Paris : French President Nicolas Sarkozy has said that there should be no more severance payments or bonuses to executives of French firms who have performed badly.

“There must be no more ‘golden handshakes’. There must be no more bonuses or rewarding of free shares or stock options in a company that receives state aid, that undertakes massive job cuts or resorts to putting large numbers of its employees on short-time work,” Sarkozy said in an address Tuesday in the northern city of Saint Quentin.

“It is not responsible, it is not honest, to take a large bonus in case of failure,” Sarkozy said. “An executive who takes compensation for the difficulties he has created is not responsible, is not honest. You cannot have an economy without morality.”

Sarkozy’s reaction came after media reports that the outgoing head of the auto equipment supplier Valeo was to receive a severance payment of more than 3.2 million euros ($4.34 million), equivalent to about two years of his salary.

On Monday, Valeo announced that Morin would be stepping down because of what the company called “strategic differences”.

Morin leaves behind a company in difficulties. Because of the slumping global car market, Valeo lost 207 million euros in 2008, after a 27 percent plunge in turnover in the fourth quarter.

In December, the company announced that it would be cutting some 5,000 jobs worldwide, about one-third of them in France.

Valeo’s negative results and pessimistic outlook for 2009 moved the French government to invest 19 million euros in the company with money from the Strategic Investment Fund Sarkozy established to help enterprises survive the economic crisis.

Both government spokesman Luc Chatel and the head of the powerful employers association MEDEF, Laurence Parisot, demanded on Tuesday that Morin not accept the severance payment. But Morin insisted that the terms of his contract “be strictly applied”.

The controversy over Morin’s “golden handshake” came just days after government pressure forced management of the bank Societe Generale to renounce awarding 320,000 stock options to four senior executives.

**List of tasks**.
1 - According to the news report on Sarkozy, how many jobs did Valeo say it would cut worldwide?
2 - Rewrite everything in the listing from the line containing "pedestal, that would help a great deal." down to the line containing "MULTIPOLYGON (((207 125, 206", requests included. Increase every polygon coordinate in the answers by 109.

**Listed records**.
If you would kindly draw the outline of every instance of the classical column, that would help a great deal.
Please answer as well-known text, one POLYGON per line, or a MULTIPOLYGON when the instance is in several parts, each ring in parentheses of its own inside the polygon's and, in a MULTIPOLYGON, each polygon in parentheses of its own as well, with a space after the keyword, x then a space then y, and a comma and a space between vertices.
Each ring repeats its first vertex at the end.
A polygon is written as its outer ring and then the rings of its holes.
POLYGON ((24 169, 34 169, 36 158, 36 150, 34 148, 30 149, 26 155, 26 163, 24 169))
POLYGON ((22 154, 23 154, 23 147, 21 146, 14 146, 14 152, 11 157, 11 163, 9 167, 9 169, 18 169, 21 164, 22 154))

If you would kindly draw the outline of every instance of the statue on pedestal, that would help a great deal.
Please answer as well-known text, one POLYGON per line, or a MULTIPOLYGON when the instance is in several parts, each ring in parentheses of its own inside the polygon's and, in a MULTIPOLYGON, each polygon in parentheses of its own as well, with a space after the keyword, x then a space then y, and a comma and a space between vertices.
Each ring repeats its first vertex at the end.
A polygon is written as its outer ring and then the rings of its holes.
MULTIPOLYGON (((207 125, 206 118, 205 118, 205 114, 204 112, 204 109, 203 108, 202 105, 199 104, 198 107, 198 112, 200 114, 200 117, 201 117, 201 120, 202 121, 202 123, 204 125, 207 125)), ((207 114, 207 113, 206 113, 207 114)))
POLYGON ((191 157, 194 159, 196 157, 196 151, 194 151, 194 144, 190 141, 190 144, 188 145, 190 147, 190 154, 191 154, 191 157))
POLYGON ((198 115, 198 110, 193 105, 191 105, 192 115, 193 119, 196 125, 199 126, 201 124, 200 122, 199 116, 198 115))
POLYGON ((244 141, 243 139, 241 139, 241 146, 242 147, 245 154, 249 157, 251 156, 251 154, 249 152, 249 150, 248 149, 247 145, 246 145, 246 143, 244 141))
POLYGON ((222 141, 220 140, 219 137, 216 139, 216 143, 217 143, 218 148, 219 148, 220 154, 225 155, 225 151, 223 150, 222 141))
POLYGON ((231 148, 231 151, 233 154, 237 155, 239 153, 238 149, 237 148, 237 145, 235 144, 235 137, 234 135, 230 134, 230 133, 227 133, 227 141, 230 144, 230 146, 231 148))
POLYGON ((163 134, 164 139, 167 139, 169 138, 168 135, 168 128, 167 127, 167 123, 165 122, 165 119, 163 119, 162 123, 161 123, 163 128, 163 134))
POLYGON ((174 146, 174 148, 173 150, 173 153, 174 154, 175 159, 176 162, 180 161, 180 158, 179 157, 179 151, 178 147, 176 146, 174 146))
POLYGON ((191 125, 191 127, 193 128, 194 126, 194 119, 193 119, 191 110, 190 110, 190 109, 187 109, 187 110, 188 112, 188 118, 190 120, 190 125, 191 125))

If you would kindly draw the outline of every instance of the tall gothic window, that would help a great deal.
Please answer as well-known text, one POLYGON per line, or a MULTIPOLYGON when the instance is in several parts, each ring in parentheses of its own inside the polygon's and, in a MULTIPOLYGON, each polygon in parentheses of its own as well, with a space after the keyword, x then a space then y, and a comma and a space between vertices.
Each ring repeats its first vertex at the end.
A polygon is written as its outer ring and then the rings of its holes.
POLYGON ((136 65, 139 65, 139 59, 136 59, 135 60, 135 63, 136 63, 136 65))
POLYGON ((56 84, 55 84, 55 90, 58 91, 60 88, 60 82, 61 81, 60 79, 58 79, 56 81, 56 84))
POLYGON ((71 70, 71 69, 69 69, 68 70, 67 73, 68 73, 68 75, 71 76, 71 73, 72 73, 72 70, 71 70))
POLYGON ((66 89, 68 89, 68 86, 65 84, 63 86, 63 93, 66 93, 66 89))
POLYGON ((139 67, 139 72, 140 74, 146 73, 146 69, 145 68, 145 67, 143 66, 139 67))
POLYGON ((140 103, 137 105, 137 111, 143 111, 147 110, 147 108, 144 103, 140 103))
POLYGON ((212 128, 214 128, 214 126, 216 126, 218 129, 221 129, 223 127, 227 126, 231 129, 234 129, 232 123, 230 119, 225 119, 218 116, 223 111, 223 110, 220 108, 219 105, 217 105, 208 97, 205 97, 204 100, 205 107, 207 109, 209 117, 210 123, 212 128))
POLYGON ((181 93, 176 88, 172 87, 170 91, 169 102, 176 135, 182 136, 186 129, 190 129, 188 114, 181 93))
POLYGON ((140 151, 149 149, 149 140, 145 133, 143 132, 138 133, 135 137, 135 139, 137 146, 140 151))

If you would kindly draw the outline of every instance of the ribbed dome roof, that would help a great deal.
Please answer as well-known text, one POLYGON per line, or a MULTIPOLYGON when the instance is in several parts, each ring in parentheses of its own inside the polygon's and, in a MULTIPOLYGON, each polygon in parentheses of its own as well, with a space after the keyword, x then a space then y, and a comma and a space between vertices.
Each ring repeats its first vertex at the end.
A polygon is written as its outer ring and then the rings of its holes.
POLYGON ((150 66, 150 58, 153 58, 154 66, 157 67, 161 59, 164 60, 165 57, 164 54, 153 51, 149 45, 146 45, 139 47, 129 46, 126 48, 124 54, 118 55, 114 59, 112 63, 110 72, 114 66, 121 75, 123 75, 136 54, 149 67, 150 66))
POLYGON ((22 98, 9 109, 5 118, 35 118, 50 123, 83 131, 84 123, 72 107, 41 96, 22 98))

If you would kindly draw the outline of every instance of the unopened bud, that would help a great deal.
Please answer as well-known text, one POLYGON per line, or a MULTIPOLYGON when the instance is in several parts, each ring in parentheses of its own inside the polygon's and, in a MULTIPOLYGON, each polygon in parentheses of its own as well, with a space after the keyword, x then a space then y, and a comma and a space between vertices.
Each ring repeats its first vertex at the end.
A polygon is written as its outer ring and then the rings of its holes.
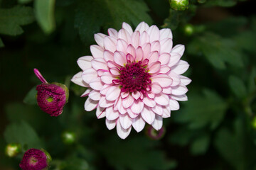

**Responses to the exercise**.
1 - Some 5,000 jobs.

2 -
If you would kindly draw the outline of every instance of the statue on pedestal, that would help a great deal.
Please answer as well-known text, one POLYGON per line, or a MULTIPOLYGON when the instance is in several parts, each ring in parentheses of its own inside the polygon's and, in a MULTIPOLYGON, each polygon in parentheses of its own as well, with a space after the keyword, x then a space then y, and a comma and a space between vertices.
Each ring repeats its first vertex at the end.
A polygon is written as its outer ring and then the rings of its holes.
MULTIPOLYGON (((316 234, 315 227, 314 227, 314 223, 313 221, 313 218, 312 217, 311 214, 308 213, 307 216, 307 221, 309 223, 309 226, 310 226, 310 229, 311 230, 311 232, 313 234, 316 234)), ((316 223, 316 222, 315 222, 316 223)))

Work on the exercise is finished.